28 — 30.05.2021

Adeline Rosenstein Brussels

Transmission poison

theatre / radio — premiere

Les Halles de Schaerbeek / Radio Campus / Radio Panik

French → NL, EN | ⧖ 50min

Radio was one of the first means of communication able to combine immediacy and distance; for many, it has been an important companion during these months of isolation. Adeline Rosenstein’s artistic practice stems from long periods of investigation, hours of conversation that she then translates into text and theatrical endeavours for actors and for herself. Based in Brussels, she has presented her work internationally in recent years, with pieces including Décris-Ravage, on the Israeli-Palestinian conflict, and Laboratoire Poison, on the theme of treason in resistance struggles. In the new format conceived especially for the festival, she is alone on stage for the first time. Seated at a table in front of the audience, she retraces an investigation into three contexts and generations of militancy, alternating her own voice with recordings of original dialogues. The theatre becomes a radio station from which sound is broadcast live for three days and three different episodes. Hence, the project delivers a double experience: on the one hand, it’s a piece of theatre for spectators; on the other, a radio show for listeners at home. Radio is not a voice detached from the body but a voice becoming a body and travelling in multiple forms. Inside the Halles de Schaerbeek, we can witness the magic together with those listening remotely.

EXTRACTED RECORDS:
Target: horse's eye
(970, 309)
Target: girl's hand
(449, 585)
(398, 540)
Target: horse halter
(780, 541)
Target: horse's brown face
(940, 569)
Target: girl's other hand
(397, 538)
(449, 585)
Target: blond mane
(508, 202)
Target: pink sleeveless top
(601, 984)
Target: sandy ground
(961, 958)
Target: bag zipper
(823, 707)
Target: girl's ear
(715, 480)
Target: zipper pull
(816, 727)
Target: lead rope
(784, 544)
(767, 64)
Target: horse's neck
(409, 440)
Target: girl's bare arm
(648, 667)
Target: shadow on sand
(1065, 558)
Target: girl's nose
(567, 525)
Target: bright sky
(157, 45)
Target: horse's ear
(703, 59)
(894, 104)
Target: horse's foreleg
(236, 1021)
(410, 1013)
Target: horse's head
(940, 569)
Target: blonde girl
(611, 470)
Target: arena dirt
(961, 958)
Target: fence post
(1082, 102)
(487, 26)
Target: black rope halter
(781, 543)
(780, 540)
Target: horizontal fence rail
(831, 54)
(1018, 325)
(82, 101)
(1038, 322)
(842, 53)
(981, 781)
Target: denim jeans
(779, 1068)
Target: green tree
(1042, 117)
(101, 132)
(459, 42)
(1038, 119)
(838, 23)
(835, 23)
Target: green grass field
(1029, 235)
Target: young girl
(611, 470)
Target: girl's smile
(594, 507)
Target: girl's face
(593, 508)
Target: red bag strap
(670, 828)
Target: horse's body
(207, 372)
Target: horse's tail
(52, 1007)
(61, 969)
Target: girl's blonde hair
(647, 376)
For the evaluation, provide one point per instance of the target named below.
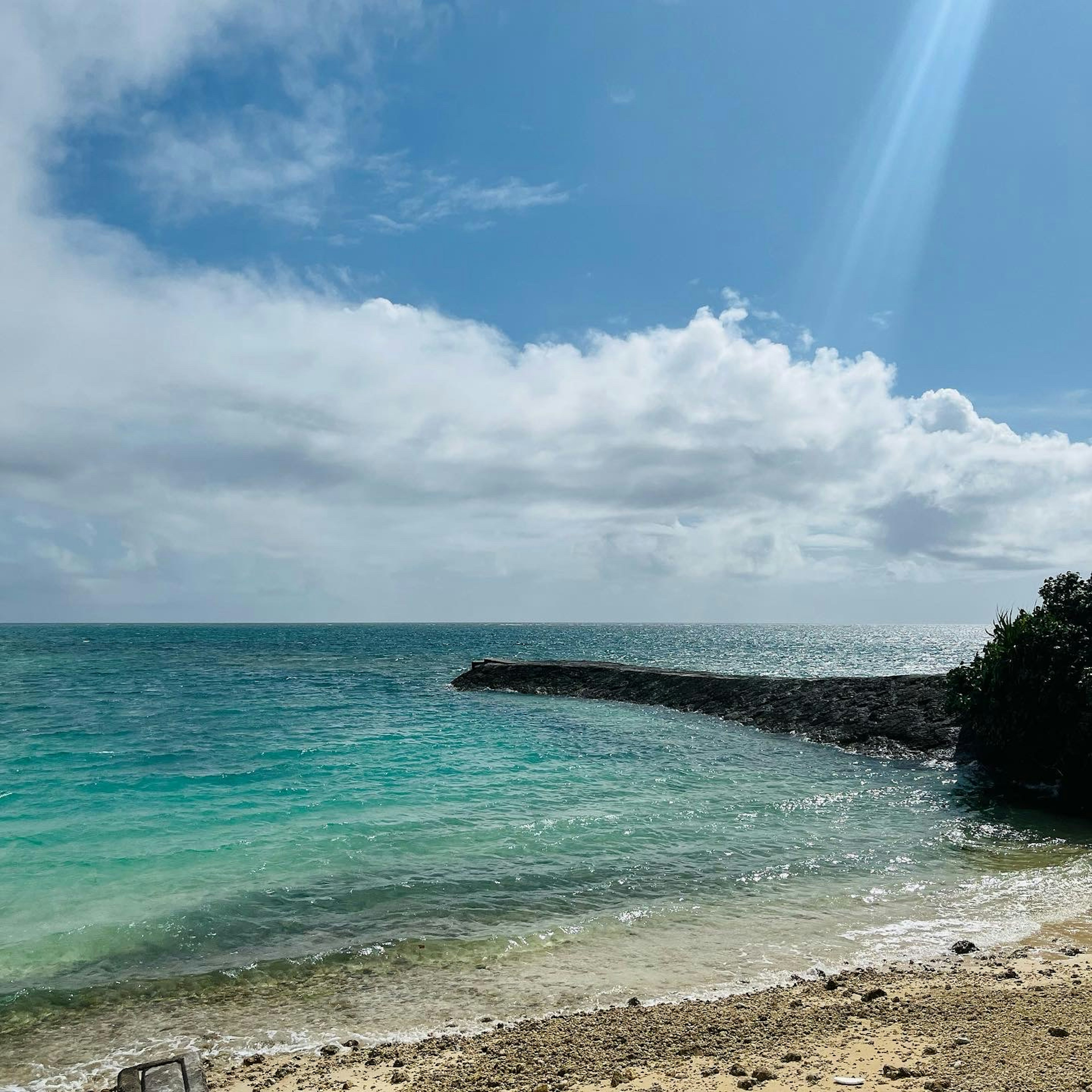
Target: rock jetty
(892, 715)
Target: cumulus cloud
(181, 440)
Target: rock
(899, 715)
(900, 1073)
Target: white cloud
(276, 162)
(187, 442)
(427, 197)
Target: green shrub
(1026, 700)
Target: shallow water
(245, 836)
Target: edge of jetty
(888, 715)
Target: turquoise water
(262, 836)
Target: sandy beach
(1015, 1019)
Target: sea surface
(265, 837)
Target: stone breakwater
(893, 715)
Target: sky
(659, 311)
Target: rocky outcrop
(893, 715)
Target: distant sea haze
(259, 837)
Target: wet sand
(1015, 1019)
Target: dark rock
(900, 1073)
(898, 715)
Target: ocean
(246, 838)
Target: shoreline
(880, 716)
(977, 1021)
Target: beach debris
(179, 1074)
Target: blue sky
(412, 309)
(676, 149)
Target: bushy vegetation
(1027, 698)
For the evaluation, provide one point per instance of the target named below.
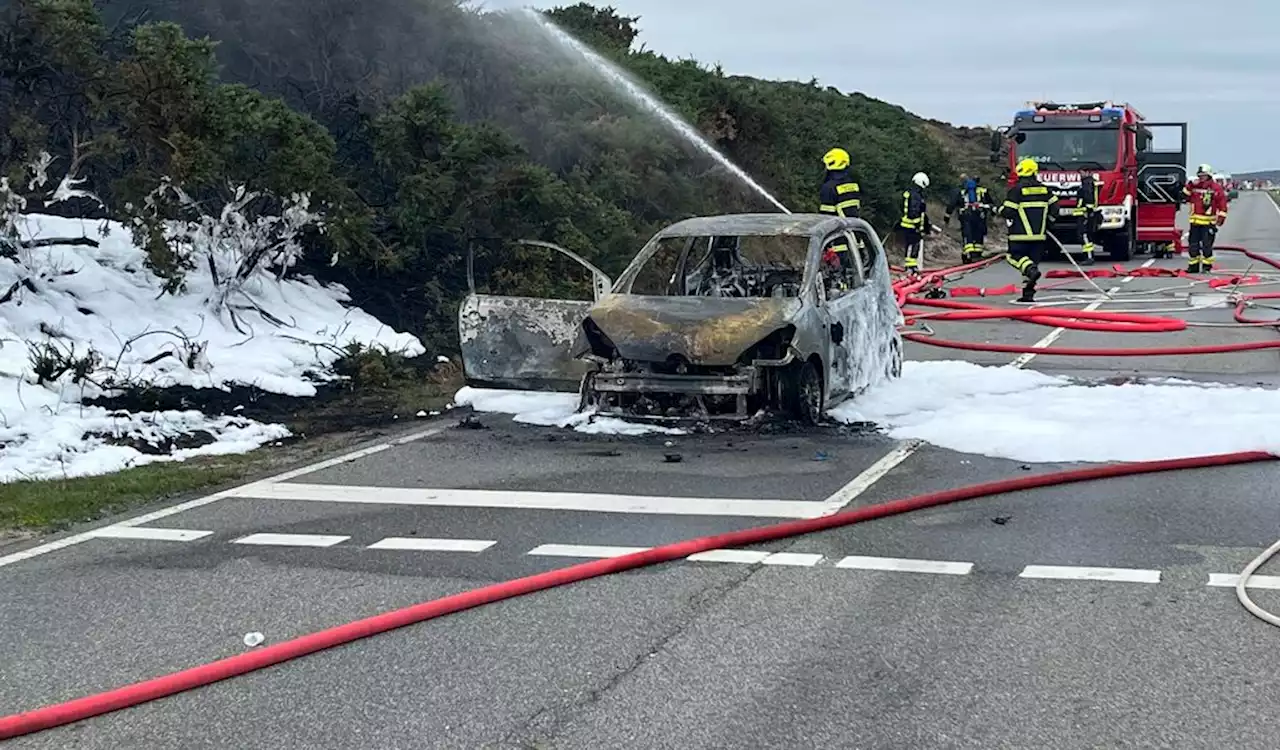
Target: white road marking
(1083, 574)
(583, 550)
(199, 502)
(149, 533)
(731, 556)
(292, 539)
(906, 566)
(1229, 580)
(1023, 360)
(799, 559)
(871, 475)
(420, 544)
(534, 501)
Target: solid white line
(1023, 360)
(1083, 574)
(906, 566)
(534, 501)
(583, 550)
(292, 539)
(417, 544)
(199, 502)
(1229, 580)
(149, 533)
(871, 475)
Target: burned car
(716, 318)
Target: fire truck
(1139, 186)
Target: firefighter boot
(1088, 255)
(1031, 277)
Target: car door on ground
(520, 339)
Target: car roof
(754, 224)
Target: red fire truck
(1141, 186)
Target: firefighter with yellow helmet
(840, 195)
(1028, 210)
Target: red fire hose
(1073, 319)
(167, 685)
(906, 291)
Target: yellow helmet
(836, 159)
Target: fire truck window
(1072, 149)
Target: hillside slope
(429, 131)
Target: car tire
(805, 397)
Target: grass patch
(53, 504)
(383, 389)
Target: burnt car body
(716, 318)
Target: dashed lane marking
(1023, 360)
(149, 533)
(1255, 581)
(292, 539)
(713, 556)
(536, 501)
(1084, 574)
(583, 550)
(750, 557)
(199, 502)
(416, 544)
(906, 566)
(871, 475)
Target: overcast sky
(1211, 63)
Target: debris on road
(471, 422)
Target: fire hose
(167, 685)
(908, 293)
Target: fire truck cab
(1139, 186)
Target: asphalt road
(816, 646)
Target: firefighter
(974, 206)
(839, 196)
(1207, 202)
(1089, 214)
(1028, 210)
(914, 223)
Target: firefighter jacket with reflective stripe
(964, 200)
(913, 210)
(1207, 202)
(840, 195)
(1029, 207)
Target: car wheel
(807, 398)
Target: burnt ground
(1096, 614)
(378, 390)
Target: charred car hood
(705, 330)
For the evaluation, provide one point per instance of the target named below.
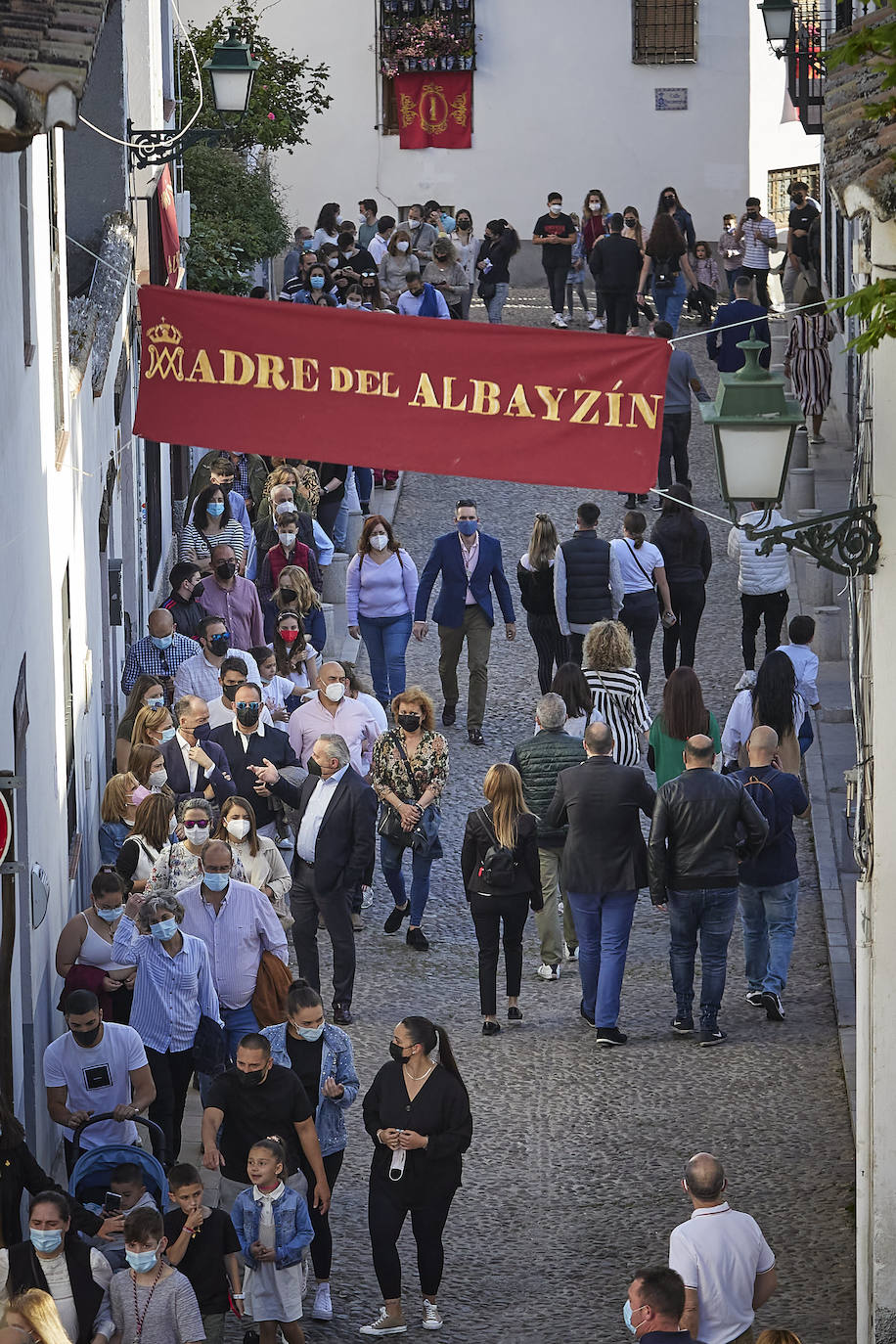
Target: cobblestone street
(572, 1178)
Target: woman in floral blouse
(177, 865)
(426, 751)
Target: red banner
(434, 109)
(169, 234)
(520, 403)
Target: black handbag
(388, 824)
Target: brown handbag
(272, 987)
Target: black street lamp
(231, 71)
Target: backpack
(665, 272)
(499, 866)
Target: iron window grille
(664, 32)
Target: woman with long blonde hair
(535, 575)
(34, 1319)
(503, 877)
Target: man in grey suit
(605, 862)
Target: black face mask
(251, 1080)
(86, 1038)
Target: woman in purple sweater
(381, 589)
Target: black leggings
(558, 285)
(323, 1243)
(548, 644)
(385, 1218)
(688, 601)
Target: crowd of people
(254, 779)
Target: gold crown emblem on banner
(164, 334)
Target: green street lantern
(752, 425)
(231, 70)
(778, 17)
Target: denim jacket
(293, 1229)
(336, 1060)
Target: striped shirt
(169, 992)
(236, 937)
(147, 660)
(619, 703)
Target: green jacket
(539, 761)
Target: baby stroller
(93, 1167)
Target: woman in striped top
(607, 661)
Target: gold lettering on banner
(270, 371)
(202, 370)
(639, 402)
(340, 380)
(586, 401)
(448, 405)
(368, 381)
(234, 378)
(551, 401)
(485, 398)
(518, 406)
(425, 394)
(305, 374)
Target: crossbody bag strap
(634, 557)
(407, 766)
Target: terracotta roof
(859, 154)
(46, 49)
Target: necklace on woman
(140, 1319)
(418, 1078)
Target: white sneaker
(323, 1308)
(431, 1319)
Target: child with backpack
(503, 877)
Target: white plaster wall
(558, 105)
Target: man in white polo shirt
(727, 1265)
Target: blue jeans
(670, 301)
(769, 918)
(709, 915)
(604, 923)
(495, 305)
(391, 865)
(385, 639)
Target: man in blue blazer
(469, 563)
(197, 768)
(731, 327)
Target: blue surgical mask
(45, 1240)
(109, 916)
(141, 1261)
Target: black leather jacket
(702, 824)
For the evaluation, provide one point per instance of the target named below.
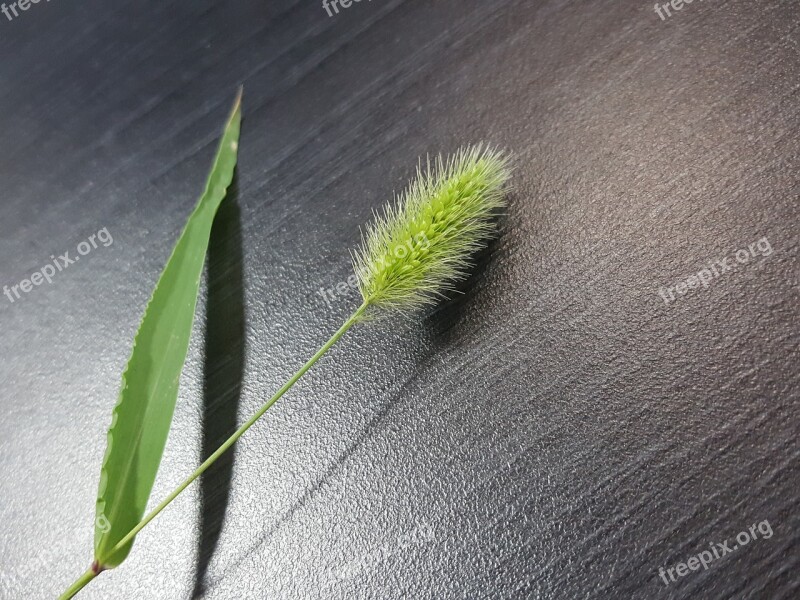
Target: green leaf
(143, 414)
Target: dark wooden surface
(558, 431)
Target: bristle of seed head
(414, 253)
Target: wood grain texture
(557, 431)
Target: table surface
(614, 392)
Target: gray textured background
(558, 431)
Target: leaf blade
(142, 416)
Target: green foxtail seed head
(414, 252)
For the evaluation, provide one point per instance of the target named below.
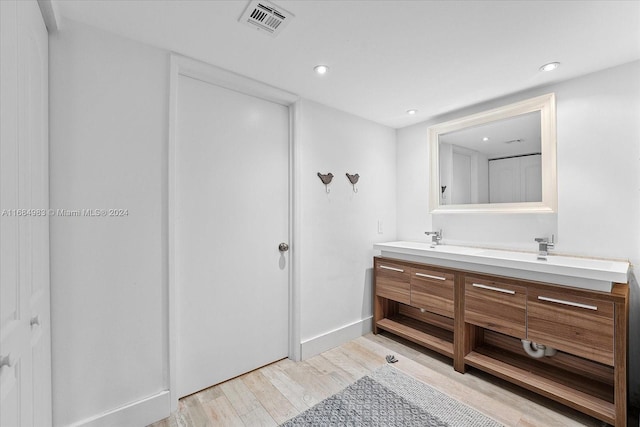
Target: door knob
(7, 360)
(35, 320)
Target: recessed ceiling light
(321, 69)
(550, 66)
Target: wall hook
(353, 179)
(326, 180)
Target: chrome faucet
(543, 246)
(436, 236)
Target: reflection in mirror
(501, 160)
(497, 162)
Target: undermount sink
(585, 273)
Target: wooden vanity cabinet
(432, 290)
(498, 305)
(479, 321)
(392, 281)
(572, 323)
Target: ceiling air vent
(266, 17)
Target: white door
(231, 214)
(531, 178)
(504, 181)
(25, 337)
(461, 186)
(516, 179)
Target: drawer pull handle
(491, 288)
(428, 276)
(569, 303)
(384, 267)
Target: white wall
(108, 283)
(598, 133)
(338, 229)
(109, 100)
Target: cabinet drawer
(574, 324)
(496, 305)
(392, 281)
(432, 290)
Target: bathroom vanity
(502, 311)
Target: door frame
(184, 66)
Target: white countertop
(585, 273)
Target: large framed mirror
(502, 160)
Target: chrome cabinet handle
(384, 267)
(491, 288)
(428, 276)
(569, 303)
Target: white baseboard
(136, 414)
(339, 336)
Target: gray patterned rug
(390, 398)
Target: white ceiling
(387, 56)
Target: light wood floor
(273, 394)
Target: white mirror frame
(546, 104)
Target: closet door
(25, 335)
(232, 165)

WORK INSTRUCTIONS: Extend the program note on Transmission poison with new text that begins after its final sentence. The items are independent of the program note on Transmission poison.

EXERCISE ANSWER:
 Listen again to the 3 episodes on Radio Panik

read more

Transmission poison is a series of three radio broadcasts devoted to three women from three different generations, who participated in some of the most progressive movements of their time, in very different political contexts: one of the women was born in Cape Verde, another in ex-East Germany of a Guinean father and a German mother, and the third in France of a Russian father and a French mother.
 
They have nothing in common except perhaps a struggle against the world of the ‘White Man’ waged at various times in their leftist life, culture and movement. They could have been from the same family of exiles of the unfulfilled promises of three liberations: daughter of the people’s rights, struggling against the Portuguese Colonial Empire; daughter of the denazification of Europe, struggling against leftist racism; daughter of the fall of the Wall, struggling against neoliberalism, colonialism, and leftist racism.
 
These are women who do not write, or at least not yet
At least they didn’t think it was up to them to write while we were recording the interview
Nevertheless, they possess useful knowledge
as to world changes
as to metamorphoses intimate and no less decisive,
that they presuppose.
 
We wanted to invite these women in struggle
to create a sound archive
with a view to transmitting combative experiences.
A place to talk for a whole day, to be silent, without questions.
These three broadcasts comprise a sequence of excerpts from those recordings.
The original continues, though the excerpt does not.